Point placement entries:
—————
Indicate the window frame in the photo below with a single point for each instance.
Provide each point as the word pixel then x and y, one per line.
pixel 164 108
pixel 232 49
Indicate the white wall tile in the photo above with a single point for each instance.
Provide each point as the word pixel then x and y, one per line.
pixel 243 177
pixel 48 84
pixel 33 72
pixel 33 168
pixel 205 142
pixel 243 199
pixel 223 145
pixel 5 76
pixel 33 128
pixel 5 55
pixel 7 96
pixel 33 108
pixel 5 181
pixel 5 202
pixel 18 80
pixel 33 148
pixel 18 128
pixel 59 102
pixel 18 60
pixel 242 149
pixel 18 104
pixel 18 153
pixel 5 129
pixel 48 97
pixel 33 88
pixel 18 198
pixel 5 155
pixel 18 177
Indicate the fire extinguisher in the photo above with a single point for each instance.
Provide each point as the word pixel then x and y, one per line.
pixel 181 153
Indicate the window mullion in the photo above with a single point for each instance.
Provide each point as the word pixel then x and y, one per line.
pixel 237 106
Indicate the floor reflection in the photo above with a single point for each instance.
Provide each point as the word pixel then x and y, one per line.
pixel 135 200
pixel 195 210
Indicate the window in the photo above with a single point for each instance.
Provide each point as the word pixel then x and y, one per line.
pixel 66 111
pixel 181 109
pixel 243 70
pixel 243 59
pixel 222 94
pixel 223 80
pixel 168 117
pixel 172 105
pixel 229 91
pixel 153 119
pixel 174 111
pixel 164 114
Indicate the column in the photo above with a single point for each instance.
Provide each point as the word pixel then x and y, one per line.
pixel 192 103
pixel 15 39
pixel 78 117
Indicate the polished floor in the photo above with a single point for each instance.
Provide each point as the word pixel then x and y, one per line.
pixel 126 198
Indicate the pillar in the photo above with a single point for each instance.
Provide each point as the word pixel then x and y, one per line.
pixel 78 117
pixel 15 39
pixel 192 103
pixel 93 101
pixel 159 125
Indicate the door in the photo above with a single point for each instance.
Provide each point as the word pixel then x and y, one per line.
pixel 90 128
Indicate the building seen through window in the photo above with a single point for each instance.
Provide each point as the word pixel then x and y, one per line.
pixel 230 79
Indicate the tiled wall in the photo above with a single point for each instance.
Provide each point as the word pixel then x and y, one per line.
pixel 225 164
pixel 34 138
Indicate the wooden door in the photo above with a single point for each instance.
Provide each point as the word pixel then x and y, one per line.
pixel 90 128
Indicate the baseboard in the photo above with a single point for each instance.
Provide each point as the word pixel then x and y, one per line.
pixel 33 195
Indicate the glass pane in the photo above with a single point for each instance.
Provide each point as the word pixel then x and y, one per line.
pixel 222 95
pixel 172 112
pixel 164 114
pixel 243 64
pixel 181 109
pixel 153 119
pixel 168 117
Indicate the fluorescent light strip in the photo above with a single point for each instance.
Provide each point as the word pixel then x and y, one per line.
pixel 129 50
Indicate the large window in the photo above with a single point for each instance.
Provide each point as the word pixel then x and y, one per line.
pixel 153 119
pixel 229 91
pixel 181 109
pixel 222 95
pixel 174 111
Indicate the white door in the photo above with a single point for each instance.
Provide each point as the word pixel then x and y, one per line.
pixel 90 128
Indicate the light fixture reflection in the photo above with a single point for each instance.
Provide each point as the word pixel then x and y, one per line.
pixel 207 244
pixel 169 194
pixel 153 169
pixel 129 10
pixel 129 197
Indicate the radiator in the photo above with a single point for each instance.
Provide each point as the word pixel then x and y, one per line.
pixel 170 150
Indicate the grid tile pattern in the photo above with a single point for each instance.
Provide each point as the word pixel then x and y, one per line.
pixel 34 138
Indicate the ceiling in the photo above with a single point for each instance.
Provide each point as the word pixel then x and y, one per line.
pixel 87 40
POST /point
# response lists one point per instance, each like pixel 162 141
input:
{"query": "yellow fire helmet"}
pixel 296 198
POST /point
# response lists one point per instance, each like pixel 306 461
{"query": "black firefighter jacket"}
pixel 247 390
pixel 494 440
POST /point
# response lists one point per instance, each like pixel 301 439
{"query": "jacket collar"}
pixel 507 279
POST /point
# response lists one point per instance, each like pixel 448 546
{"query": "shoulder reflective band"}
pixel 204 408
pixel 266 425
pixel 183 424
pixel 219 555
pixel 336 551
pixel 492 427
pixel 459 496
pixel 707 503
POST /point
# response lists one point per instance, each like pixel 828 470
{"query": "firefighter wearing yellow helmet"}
—————
**What to work on:**
Change every "one per line" in these entries to "one on each line" and leave the rest untouched.

**Right answer:**
Indicate the window frame in the photo below with a single point for each instance.
Provide each point as the word pixel then x and y, one on each line.
pixel 164 108
pixel 232 49
Indicate the white wall tile in the photo above with a single point for each instance.
Provide each point as the word pixel then x and y, one on each line.
pixel 243 177
pixel 48 84
pixel 33 72
pixel 33 168
pixel 205 142
pixel 243 199
pixel 223 145
pixel 5 76
pixel 33 128
pixel 5 55
pixel 7 96
pixel 33 108
pixel 5 181
pixel 5 202
pixel 18 80
pixel 33 148
pixel 18 128
pixel 59 102
pixel 18 60
pixel 242 149
pixel 18 104
pixel 18 153
pixel 5 129
pixel 48 97
pixel 33 88
pixel 18 198
pixel 5 155
pixel 18 177
Indicate the fire extinguisher in the photo above with a single point for each instance.
Provide each point as the word pixel then x and y, one on each line.
pixel 181 153
Indicate the window mullion in the photo above with a single point for each instance.
Provide each point as the word pixel then x and y, one on each line.
pixel 237 106
Indicate the floor reflection in the photo above with a single point for each instance.
Provide each point as the word pixel then x and y, one on each line.
pixel 135 200
pixel 195 210
Indicate the window in the photo above with a single point for each instance.
Provide each point as the word pixel then x and y, one on each line.
pixel 66 111
pixel 181 109
pixel 243 70
pixel 243 59
pixel 222 94
pixel 223 80
pixel 168 117
pixel 172 105
pixel 229 91
pixel 153 119
pixel 174 111
pixel 164 114
Indicate the column in the photo above with a single point for each instance.
Provide each point as the word pixel then x and y, one on each line.
pixel 192 103
pixel 15 39
pixel 78 117
Indicate the polished floor in the photo above with a single point for each instance.
Provide each point as the word pixel then x and y, one on each line.
pixel 126 198
Indicate the pillar in the photo above with a single point for each instance.
Provide each point as the word pixel then x and y, one on each line.
pixel 78 117
pixel 15 39
pixel 192 103
pixel 93 101
pixel 159 125
Indicate the door in the photo above with a single point for each instance.
Provide each point as the word pixel then x and y, one on each line.
pixel 90 128
Indicate the building seen through window in the photo above with a single point for each instance.
Provide each point as the word pixel then x and y, one on each line.
pixel 230 79
Indicate the tiled wall in the photo above with a single point for each instance.
Provide each point as the word pixel then x and y, one on each line.
pixel 225 164
pixel 34 138
Indicate the wooden door in the photo above with a single point for each instance.
Provide each point as the word pixel then x and y, one on each line.
pixel 90 128
Indicate the baseboard in the photo above with a single point for each instance.
Provide each point as the word pixel then x and y, one on each line.
pixel 33 195
Indicate the glass pane in the photo above with a single point for each instance.
Provide each point as the word pixel then x and y, one on each line.
pixel 222 95
pixel 172 112
pixel 164 114
pixel 243 64
pixel 181 109
pixel 153 119
pixel 168 117
Indicate the fluorescent light strip in the photo above with a single point for each instance.
Provide each point as the word pixel then x and y, one on each line.
pixel 129 50
Indicate the large window in the photo above with a single point for each instance.
Provide each point as the word pixel then x and y, one on each line.
pixel 153 119
pixel 229 91
pixel 181 109
pixel 222 95
pixel 174 111
Indicate the white door in the photo above with a single point for each instance.
Provide each point as the word pixel then x and y, one on each line.
pixel 90 128
Indicate the light fixture reflection in the photo above with a single point for each instance.
Provide each point as the word pixel then x and y, one on each line.
pixel 207 244
pixel 169 194
pixel 153 169
pixel 129 10
pixel 129 197
Indicate the radiator in the photo above with a single point for each instance.
Provide each point as the word pixel then x and y, one on each line.
pixel 170 150
Indicate the grid tile pattern in the photo above with a single point for each instance.
Provide each point as the word pixel then x and y, one on each line.
pixel 34 138
Indicate the ceiling in the photo above with a single point for each instance.
Provide each point as the word pixel then x and y, one on each line.
pixel 87 40
POST /point
# response lists one point per instance, each like pixel 162 141
input:
{"query": "yellow fire helmet"}
pixel 296 198
POST /point
# response lists one point per instance, each like pixel 306 461
{"query": "black firefighter jacket"}
pixel 247 390
pixel 494 440
POST /point
# response lists one point per instance, each like pixel 301 439
{"query": "jacket collar"}
pixel 507 279
POST /point
# response lists one point per instance, each like pixel 448 546
{"query": "shoulder reflective band"}
pixel 204 408
pixel 266 425
pixel 183 424
pixel 219 555
pixel 336 551
pixel 492 427
pixel 459 496
pixel 707 503
POST /point
# response lists one point per instance, each like pixel 828 470
{"query": "firefighter wearing yellow helmet"}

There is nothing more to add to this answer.